#### Trecho fornecido ####
Queremos a liberdade, queremos que os homens possam amar – se e unir – se livremente sem outro motivo alem do amor, sem nenhuma violência legal, econômica ou física. Mas a liberdade, ainda sendo a única solução que podemos e devemos oferecer, não resolve radicalmente o problema, dado que o amor para ser satisfeito, tem a necessidade de duas liberdades que concordem e que não concordem de modo algum; e dado também que a liberdade de fazer o que se quer é uma frase desprovida de sentido quando não se sabe o que quer. É muito fácil dizer: “ Quando um homem e uma mulher se amam, se unem; quando param de se amar, se separam”.Mas seria necessário para que este princípio se convertesse em regra geral e segura de felicidade, que se amassem e parassem de se amar ao mesmo tempo. E se um ama e não é amado? E se enquanto um ainda ama, outro já não lhe ama e trata da satisfazer uma nova paixão? E se ama ao mesmo tempo várias pessoas que não podem se adaptar a esta promiscuidade?
#### Dados fornecidos ####
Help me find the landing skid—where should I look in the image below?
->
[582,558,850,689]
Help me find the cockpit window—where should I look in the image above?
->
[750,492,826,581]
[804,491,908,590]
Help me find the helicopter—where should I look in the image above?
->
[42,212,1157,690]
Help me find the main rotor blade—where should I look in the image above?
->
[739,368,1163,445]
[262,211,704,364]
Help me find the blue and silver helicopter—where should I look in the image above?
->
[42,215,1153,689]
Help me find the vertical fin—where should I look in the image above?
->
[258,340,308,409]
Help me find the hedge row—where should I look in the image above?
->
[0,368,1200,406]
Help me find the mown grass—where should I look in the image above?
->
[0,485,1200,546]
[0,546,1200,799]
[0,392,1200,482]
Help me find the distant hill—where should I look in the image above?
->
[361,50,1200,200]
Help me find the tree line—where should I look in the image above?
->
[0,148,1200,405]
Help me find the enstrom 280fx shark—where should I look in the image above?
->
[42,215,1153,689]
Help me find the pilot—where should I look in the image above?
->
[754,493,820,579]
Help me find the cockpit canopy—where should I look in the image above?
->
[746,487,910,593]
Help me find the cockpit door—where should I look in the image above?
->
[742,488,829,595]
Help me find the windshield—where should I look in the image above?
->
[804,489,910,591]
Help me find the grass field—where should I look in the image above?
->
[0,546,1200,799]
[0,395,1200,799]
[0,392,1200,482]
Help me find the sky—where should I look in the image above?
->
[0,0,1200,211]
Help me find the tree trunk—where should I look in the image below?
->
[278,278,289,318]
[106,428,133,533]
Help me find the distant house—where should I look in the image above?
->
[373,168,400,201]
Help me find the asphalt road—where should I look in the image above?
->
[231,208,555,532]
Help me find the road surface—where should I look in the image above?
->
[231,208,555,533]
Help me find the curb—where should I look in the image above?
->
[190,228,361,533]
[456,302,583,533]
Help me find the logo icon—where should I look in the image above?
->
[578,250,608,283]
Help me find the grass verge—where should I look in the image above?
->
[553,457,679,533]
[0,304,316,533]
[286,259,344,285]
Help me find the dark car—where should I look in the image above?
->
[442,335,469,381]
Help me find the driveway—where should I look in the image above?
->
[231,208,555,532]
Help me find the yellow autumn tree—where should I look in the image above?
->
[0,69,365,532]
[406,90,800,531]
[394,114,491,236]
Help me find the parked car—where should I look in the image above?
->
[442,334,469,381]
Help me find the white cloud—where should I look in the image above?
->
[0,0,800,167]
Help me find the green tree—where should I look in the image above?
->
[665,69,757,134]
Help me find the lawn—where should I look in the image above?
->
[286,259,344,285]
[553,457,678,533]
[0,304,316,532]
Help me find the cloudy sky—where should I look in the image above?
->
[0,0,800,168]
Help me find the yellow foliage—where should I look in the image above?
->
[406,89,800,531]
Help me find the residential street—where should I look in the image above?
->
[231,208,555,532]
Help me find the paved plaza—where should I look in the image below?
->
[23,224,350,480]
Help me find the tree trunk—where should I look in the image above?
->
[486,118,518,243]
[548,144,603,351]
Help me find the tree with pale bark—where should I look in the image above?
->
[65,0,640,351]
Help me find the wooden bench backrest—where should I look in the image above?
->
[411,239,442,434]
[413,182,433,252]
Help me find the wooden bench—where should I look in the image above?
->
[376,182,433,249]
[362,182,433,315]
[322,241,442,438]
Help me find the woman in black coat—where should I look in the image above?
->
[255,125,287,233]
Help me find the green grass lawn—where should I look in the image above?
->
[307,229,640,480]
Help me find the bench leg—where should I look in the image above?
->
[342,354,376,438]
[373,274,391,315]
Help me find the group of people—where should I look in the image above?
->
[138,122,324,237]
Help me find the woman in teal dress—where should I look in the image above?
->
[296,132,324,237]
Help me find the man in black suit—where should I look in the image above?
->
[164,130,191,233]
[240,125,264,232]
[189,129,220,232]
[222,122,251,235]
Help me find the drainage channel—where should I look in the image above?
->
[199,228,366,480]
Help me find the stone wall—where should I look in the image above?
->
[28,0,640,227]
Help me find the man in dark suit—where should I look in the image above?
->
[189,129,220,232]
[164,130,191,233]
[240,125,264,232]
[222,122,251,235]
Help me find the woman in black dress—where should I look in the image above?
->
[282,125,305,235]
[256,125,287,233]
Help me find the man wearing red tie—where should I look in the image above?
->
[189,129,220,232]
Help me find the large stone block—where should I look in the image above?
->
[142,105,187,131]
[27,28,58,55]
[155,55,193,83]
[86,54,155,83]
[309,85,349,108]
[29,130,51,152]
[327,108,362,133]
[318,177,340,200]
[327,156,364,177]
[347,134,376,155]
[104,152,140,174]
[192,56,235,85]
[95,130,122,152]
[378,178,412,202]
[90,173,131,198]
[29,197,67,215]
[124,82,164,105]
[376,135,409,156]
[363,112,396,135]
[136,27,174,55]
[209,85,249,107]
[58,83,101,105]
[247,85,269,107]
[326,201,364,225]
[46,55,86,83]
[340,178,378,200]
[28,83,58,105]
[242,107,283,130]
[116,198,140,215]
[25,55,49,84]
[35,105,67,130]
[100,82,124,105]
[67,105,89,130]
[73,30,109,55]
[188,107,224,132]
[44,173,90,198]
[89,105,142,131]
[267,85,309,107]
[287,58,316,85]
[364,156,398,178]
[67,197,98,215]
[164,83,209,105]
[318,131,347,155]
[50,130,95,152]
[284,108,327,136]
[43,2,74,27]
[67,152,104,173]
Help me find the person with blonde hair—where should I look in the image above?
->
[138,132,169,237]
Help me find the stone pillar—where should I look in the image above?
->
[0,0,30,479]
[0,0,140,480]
####
Responda às perguntas abaixo com base no trecho fornecido.
(a) Que três tipos de violência não devem estar presentes quando os homens se unem?
(b) Em que caso a liberdade de fazer o que se quer é uma frase desprovida de sentido?
(c) O que seria necessário para que o princípio "Quando um homem e uma mulher se amam, se unem; quando param de se amar, se separam" se tornasse regra geral e segura de felicidade?

(a) A violência legal, a econômica e a física.
(b) Quando não se sabe o que se quer.
(c) Que as pessoas se amassem e parassem de se amar ao mesmo tempo.